文書の抜粋 =>

◇ ◇ ◇ ◇

フランク・ロイド・ライトは近代建築の巨匠のひとりで空間の魔術師と異名を持つ建築家です。その作風は自然と人間の調和を図る有機的建築、水平ラインを強調したプレーリースタイル(草原様式)、建築空間の内と外の曖昧な境界などの特徴があります。そんなライトが日本に残した建物が4棟現存し、見学可能な3棟すべてに弟子の遠藤新が大きな貢献をしていますのでご紹介しましょう。
「フランク・ロイド・ライト」の作品
旧帝国ホテル
中央玄関 外観
1923年(大正12年)に完成した旧帝国ホテルは竣工直後の関東大震災にも耐え、1967年(昭和42年)まで使用されました。その後中央玄関部分は愛知県犬山市の「博物館明治村」に移築され登録有形文化財として見学が可能です。軒高を抑え水平ラインを強調したプレーリースタイル、深い軒と幾何学模様の装飾、大谷石を多用したライトの設計の特徴が随所に表現されています。
平等院鳳凰堂を設計モチーフとしたとされ、左右対称で両翼に客室を配しています。正面中央には池とに車寄せと中央玄関があり、中に入るとホールとなっています。
内観 大谷石、テラコッタタイル、スクラッチレンガ
内部は、彫刻された大谷石とテラコッタタイル、スクラッチレンガの装飾が見事です。メインロビーは3階まで吹き抜けていますが、エントランスの低い天井の先にあるので、空間の広がりが強調されます。ステップフロアーで演出される空間の変化は、空間の魔術師と言われたライトの技巧のひとつです。透かし彫りから漏れる光や、細部にこだわった柱や壁のデザインは、ライトが影響を受けたマヤ文明のテイストも感じます。
自由学園
明日館 外観
1921年(大正9年)に設立された自由学園の教育方針に感銘したライトが基本設計を行い、ライトの弟子である遠藤新が実施設計を引継ぎ完成させました。1922年(大正10年)には中央棟(明日館)と西教室が竣工し、1925年(大正13年)には東教室棟、1927年(昭和2年)には講堂が竣工しました。1997年(平成9年)国の重要文化財に指定されましたが、今でも見学のほかイベントでも活用可能な施設です。
正面の中央棟から左右に教室を配し、そこからコの字型に東西教室を配するシンメトリーな形状です。軒高は低く地面に水平なラインが強調された典型的なプレーリースタイルであり、大地との調和が表現されています。
明日館 内観
前庭を望むホールの大きな窓は明日館のシンボル的存在です。工事費が限られていたため、高価なステンドグラスの代わりに木製の窓枠や桟で幾何学的なデザインを施し、洗練された空間を演出しています。
自由学園の教育方針のなかに「昼食は温かいものを全校生徒が揃って食べる」がありましたので、食堂は校舎の中心に設けられました。質素な中にも洗練されたデザイン、凝った照明器具が空間を引き締めています。
ホールの大きな窓の反対側部分は、一転して低い天井と大谷石で落ち着い空間を演出しています。低い天井部分から大きく開かれた空間へのアプローチは、旧帝国ホテル玄関ホールと同じです。
ヨドコウ迎賓館(旧山邑家住宅)

◇ ◇ ◇ ◇

やること => フランク・ロイド・ライトが日本に残した建物を紹介する文章を、最後の見出しの後から続けて書いてください。

データ一覧 =>
◇ ◇ ◇ ◇

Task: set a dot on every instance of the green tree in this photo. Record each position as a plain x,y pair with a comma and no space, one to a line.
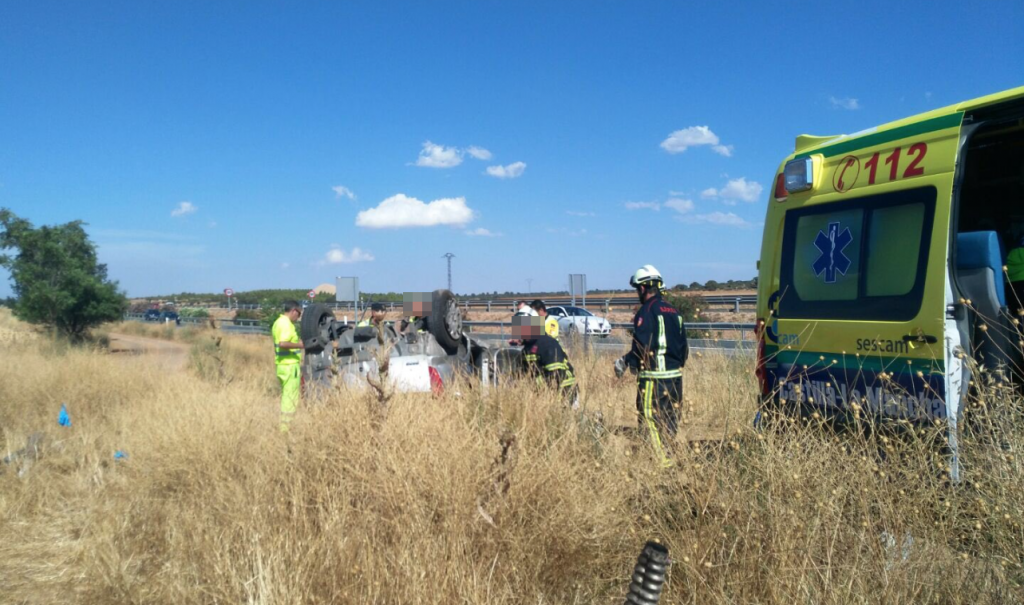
56,279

◇ ◇ ◇ ◇

演習の結果 =>
旧山邑家住宅は灘の酒造家山邑(やまむら)太左衛門の別邸として、ライトの設計で建設されました。現在は淀川製鋼所の迎賓館、ヨドコウ迎賓館として重要文化財に指定され、一般公開もされています。
ヨドコウ迎賓館(旧山邑家住宅)はライトの設計がほぼ完全な形で残る貴重な施設です。
ヨドコウ迎賓館の詳細な別記事がありますので、ご興味のある方はお立ち寄りください。
年代別の「ライトの作品」と「遠藤新」
年表
日本に現存する4棟のライトの作品を年代別に整理しました。
ライト | 遠藤新 | 旧帝国ホテル | 林愛作(邸) | 旧山邑家住宅 | 自由学園 | |
1913 | 再来日 | 設計開始 | 帝国ホテル支配人 | |||
1917 | ライトに師事 | 林愛作邸、竣工 | ||||
1918 | 基本設計完了 | |||||
1922 | 解任、帰国 | 事務所開設 | 支配人、辞任 | 明日館、竣工 | ||
1923 | ↓→→→→→ | 工事竣工 | 工事着手 | |||
1924 | ↓→→→→→ | →→→→→→ | →→→→→→→→ | 工事竣工 | ||
1925 | ↓→→→→→ | →→→→→→ | →→→→→→→→ | →→→→→→ | 東教室、竣工 | |
1927 | ↓→→→→→ | →→→→→→ | →→→→→→→→ | →→→→→→ | 講堂、竣工 |
年表解説
- ライトは、1913年帝国ホテルの設計のため再来日をします。その後何度か来日し帝国ホテルの設計に従事します。帝国ホテル竣工の前年の1922年に工事費の予算超過が原因で解任され帰国してしまいます。
- 遠藤新は1917年ライトの事務所で助手となり、ライト帰国後の1922年設計事務所を立ち上げて旧帝国ホテルを完成させ、次いで旧山邑家住宅の工事に着手します。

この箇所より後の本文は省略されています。